**Goal of the exercise**
Copy the records below, swapping "bare tree" for "leafless tree" and leaving everything else unchanged.

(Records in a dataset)

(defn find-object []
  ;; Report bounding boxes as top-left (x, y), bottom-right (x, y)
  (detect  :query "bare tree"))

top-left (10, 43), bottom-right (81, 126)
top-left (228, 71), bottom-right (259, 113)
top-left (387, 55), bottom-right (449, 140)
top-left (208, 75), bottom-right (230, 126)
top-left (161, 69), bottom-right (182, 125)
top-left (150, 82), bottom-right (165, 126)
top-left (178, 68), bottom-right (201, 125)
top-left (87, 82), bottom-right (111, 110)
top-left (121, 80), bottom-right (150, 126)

**Complete output**
(defn find-object []
  ;; Report bounding boxes as top-left (x, y), bottom-right (x, y)
  (detect  :query "leafless tree"))

top-left (10, 43), bottom-right (81, 126)
top-left (228, 71), bottom-right (259, 113)
top-left (387, 55), bottom-right (449, 140)
top-left (208, 75), bottom-right (230, 126)
top-left (161, 69), bottom-right (182, 125)
top-left (150, 82), bottom-right (165, 126)
top-left (178, 68), bottom-right (201, 125)
top-left (87, 82), bottom-right (111, 110)
top-left (121, 80), bottom-right (150, 126)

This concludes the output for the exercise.